### TEXT SHOWN
BURIED TOGETHER

Partner Mabel Batten and Una Vincenzo, Lady Troubridge, buried together with Batten

Queer Places:
King's College London, Strand, London WC2R 2LS, Regno Unito
Sunny Lawn, 6 Durley Rd, Bournemouth BH2 5JL, Regno Unito
The Forecastle, Hucksteps Row, Church Square, Rye TN31 7HG, Regno Unito
The Mermaid Inn, Mermaid St, Rye TN31 7EY, Regno Unito
Santa Maria, West St, Rye TN31 7ES, UK
Radclyffe Hall and Una Vincenzo, Lady Troubridge House, 8 Watchbell St, Rye TN31 7HA, Regno Unito
Black Boy, 4 High St, Rye TN31 7JE, Regno Unito
502 Dolphin Square East Side, Pimlico, London SW1V, Regno Unito
59 Cadogan Square, Chelsea, London SW1X 0HZ, Regno Unito
22 Draycott Ave, Chelsea, London SW3 3AA, Regno Unito
1 Swan Walk, Chelsea, London SW3 4JJ, Regno Unito
Shelley Court, 56 Tite St, Chelsea, London SW3 4JB, Regno Unito
10 Sterling St, Knightsbridge, London SW7 1HN, Regno Unito
7 Trevor Square, Knightsbridge, London SW7 1DT, Regno Unito
37 Holland St, Kensington, London W8 4LX, Regno Unito
98 St Martin's Ln, London WC2N, Regno Unito
Highgate Cemetery, Swain's Ln, Highgate, London N6 6PJ, Regno Unito
Hall–Carpenter Archives, 230 Bishopsgate, London EC2M 4QH, Regno Unito

Marguerite Radclyffe Hall (12 August 1880 – 7 October 1943) was an English poet and author. She is best known for the novel The Well of Loneliness, a groundbreaking work in lesbian literature.

Marguerite Radclyffe Hall was born in 1880 at "Sunny Lawn", Durley Road, Bournemouth, Hampshire (now Dorset),[1] to a wealthy philandering father, Radclyffe Radclyffe-Hall, and an unstable mother, Mary Jane Diehl.[2] Her stepfather was the professor of singing Albert Visetti, whom she did not like and who had a tempestuous relationship with her mother.[3][4] Hall was a lesbian[5] and described herself as a "congenital invert", a term taken from the writings of Havelock Ellis and other turn-of-the-century sexologists. Having reached adulthood without a vocation, she spent much of her twenties pursuing women she eventually lost to marriage.

Natural language region descriptions:
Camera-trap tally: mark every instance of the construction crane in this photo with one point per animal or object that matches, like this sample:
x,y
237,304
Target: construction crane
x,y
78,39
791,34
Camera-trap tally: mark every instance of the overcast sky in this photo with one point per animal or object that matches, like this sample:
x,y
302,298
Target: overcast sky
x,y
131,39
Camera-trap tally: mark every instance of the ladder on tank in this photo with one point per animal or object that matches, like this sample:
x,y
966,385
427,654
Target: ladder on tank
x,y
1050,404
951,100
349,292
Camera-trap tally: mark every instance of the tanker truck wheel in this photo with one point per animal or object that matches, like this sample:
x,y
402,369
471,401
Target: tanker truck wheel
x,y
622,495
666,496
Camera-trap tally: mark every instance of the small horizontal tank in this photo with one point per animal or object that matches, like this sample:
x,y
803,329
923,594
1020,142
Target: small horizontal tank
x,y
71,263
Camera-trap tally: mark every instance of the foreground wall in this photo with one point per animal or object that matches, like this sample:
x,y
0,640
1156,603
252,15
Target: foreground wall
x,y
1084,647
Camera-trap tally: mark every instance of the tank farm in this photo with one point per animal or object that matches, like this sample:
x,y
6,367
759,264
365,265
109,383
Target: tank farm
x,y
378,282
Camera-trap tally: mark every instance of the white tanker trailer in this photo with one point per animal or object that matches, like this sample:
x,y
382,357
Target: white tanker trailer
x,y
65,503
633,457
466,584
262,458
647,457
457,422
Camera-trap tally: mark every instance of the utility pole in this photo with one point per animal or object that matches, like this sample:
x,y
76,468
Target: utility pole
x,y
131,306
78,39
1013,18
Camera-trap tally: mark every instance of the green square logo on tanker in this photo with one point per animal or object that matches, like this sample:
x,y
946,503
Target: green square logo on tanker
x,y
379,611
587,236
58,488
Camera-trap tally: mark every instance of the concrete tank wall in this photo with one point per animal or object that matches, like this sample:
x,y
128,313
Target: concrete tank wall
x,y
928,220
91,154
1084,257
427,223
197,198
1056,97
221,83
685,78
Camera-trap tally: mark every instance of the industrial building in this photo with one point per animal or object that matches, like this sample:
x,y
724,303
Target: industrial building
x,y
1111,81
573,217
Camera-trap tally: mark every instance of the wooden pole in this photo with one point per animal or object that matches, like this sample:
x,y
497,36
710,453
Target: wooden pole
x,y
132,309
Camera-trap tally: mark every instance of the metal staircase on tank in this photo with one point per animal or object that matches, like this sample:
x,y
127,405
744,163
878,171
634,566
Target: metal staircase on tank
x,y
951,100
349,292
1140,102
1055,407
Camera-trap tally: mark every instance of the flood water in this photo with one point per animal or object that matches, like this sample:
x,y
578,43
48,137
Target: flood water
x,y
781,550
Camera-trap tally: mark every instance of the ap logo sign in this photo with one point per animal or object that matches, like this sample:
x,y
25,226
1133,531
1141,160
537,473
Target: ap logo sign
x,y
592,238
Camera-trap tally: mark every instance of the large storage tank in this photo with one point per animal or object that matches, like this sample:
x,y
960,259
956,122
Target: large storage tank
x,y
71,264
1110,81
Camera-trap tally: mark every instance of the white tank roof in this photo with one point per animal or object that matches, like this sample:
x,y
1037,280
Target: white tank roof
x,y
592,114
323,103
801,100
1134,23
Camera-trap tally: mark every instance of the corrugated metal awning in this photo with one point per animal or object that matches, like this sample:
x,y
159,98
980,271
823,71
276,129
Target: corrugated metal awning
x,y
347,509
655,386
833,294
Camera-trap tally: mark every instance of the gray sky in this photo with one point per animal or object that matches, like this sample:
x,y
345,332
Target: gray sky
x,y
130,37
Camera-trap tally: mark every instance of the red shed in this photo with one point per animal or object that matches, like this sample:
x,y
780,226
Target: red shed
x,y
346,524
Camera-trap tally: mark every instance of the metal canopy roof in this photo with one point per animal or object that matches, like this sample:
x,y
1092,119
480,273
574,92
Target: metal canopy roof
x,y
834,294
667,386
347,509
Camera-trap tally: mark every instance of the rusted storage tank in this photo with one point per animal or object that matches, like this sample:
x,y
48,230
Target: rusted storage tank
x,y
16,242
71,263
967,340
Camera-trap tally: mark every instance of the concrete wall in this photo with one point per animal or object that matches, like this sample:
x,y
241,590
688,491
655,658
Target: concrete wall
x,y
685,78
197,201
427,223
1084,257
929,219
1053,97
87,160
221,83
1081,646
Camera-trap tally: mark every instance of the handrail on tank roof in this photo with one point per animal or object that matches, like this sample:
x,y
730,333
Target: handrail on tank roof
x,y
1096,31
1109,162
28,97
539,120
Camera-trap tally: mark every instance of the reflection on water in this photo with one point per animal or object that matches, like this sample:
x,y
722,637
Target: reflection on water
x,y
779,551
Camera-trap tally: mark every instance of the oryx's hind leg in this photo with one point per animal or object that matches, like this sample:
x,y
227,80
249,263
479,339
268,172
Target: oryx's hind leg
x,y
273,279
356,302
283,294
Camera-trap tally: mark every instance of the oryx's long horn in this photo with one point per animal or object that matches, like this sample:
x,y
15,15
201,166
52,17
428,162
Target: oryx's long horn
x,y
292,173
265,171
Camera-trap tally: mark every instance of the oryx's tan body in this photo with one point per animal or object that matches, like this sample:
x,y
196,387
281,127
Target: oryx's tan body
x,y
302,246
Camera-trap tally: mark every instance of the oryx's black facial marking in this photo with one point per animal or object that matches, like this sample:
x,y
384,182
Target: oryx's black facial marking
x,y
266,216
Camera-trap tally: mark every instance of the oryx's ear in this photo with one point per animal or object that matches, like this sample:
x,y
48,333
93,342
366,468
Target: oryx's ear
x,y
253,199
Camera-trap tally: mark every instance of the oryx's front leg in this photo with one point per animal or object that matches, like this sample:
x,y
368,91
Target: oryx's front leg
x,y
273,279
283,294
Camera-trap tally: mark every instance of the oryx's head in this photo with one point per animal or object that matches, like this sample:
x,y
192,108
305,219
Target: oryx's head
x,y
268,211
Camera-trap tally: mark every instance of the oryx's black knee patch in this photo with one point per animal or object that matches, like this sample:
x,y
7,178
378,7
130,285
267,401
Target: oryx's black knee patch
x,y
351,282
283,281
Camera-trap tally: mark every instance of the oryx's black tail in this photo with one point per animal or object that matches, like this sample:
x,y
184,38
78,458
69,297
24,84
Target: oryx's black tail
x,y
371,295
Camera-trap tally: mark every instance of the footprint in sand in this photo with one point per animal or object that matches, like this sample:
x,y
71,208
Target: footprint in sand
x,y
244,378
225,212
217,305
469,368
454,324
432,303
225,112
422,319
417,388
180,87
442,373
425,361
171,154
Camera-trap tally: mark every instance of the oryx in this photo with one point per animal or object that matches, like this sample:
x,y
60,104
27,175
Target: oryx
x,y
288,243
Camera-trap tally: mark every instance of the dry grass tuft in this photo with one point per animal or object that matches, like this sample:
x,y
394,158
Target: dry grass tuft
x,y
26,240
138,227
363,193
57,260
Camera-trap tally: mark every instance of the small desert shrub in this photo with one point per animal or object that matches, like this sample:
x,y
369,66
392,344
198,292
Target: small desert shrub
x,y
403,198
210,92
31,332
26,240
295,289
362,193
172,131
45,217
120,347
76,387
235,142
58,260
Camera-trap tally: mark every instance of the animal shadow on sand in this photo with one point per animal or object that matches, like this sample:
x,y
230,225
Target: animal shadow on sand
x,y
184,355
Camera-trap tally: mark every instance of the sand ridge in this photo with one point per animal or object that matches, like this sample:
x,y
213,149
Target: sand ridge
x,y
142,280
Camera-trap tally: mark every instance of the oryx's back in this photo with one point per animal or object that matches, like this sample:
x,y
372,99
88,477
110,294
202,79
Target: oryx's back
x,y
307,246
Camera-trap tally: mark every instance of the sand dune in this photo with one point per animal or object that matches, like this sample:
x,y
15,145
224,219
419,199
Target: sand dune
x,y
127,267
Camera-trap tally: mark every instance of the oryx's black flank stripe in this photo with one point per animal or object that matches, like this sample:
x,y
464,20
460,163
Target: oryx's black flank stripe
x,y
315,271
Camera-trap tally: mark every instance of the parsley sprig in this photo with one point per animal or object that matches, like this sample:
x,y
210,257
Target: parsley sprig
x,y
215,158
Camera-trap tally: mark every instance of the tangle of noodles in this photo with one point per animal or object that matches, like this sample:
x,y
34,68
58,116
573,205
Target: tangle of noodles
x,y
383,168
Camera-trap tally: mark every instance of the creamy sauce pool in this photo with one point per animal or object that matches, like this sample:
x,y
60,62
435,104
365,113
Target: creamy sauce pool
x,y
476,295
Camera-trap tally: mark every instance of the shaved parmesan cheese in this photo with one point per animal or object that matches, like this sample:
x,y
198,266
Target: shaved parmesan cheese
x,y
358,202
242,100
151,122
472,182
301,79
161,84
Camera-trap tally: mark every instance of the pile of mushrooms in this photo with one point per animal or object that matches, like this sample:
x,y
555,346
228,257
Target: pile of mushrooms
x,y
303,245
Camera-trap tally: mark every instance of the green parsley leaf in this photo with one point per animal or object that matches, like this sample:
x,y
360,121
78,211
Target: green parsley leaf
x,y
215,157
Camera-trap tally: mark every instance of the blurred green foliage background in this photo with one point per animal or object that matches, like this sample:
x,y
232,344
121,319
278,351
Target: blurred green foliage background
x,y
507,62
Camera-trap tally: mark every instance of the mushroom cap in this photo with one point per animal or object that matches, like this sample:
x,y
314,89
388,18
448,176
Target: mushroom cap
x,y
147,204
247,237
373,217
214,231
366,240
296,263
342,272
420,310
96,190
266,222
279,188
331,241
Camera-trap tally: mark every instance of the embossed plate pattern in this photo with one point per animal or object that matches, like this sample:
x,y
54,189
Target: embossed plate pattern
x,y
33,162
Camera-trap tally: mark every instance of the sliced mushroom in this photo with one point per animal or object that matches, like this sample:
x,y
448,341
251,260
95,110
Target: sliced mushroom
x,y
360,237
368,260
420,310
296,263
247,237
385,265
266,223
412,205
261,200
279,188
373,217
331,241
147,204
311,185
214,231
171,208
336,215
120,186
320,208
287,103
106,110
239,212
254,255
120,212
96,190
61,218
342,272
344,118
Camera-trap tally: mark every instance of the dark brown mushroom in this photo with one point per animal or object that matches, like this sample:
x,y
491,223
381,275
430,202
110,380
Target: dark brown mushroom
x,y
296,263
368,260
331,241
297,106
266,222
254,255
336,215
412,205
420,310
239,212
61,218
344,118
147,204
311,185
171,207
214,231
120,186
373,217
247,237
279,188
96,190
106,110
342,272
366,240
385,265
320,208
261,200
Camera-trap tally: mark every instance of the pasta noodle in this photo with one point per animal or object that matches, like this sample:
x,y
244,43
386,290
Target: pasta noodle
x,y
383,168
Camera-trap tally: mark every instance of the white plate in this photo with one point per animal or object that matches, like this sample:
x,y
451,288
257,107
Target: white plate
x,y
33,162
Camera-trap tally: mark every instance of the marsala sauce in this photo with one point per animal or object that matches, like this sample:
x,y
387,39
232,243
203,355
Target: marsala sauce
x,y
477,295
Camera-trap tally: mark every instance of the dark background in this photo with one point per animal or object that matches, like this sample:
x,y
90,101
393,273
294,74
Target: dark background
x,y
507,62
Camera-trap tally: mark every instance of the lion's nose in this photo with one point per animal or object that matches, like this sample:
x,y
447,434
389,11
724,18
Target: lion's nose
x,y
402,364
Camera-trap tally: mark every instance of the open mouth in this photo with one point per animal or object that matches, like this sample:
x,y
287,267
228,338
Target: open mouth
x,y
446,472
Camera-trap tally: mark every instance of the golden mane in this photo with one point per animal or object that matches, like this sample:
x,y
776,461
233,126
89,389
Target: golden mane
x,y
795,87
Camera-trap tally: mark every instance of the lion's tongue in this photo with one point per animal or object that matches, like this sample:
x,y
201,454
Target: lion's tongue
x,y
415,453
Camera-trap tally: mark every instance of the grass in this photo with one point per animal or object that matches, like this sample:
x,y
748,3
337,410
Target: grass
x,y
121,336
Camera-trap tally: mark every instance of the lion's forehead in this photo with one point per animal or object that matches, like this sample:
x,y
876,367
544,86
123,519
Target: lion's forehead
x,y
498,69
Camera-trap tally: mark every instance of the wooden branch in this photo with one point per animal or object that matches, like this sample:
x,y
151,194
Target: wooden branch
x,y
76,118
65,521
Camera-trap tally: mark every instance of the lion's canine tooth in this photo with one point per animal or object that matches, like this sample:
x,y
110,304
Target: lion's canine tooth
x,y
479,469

### TASKS TO COMPLETE
A: Summarize the page on Radclyffe Hall in two sentences.
B: Write out the part of the page on Radclyffe Hall from "Marguerite Radclyffe Hall was" up to and including "lost to marriage.".

### RESULTS OF THE TASKS
A: Marguerite Radclyffe Hall (1880–1943) was an English poet and author best known for The Well of Loneliness, a groundbreaking work in lesbian literature. Born at "Sunny Lawn" in Bournemouth to a philandering father and an unstable mother, she was a lesbian who described herself as a "congenital invert" and spent much of her twenties pursuing women she eventually lost to marriage.

B:
Marguerite Radclyffe Hall was born in 1880 at "Sunny Lawn", Durley Road, Bournemouth, Hampshire (now Dorset),[1] to a wealthy philandering father, Radclyffe Radclyffe-Hall, and an unstable mother, Mary Jane Diehl.[2] Her stepfather was the professor of singing Albert Visetti, whom she did not like and who had a tempestuous relationship with her mother.[3][4] Hall was a lesbian[5] and described herself as a "congenital invert", a term taken from the writings of Havelock Ellis and other turn-of-the-century sexologists. Having reached adulthood without a vocation, she spent much of her twenties pursuing women she eventually lost to marriage.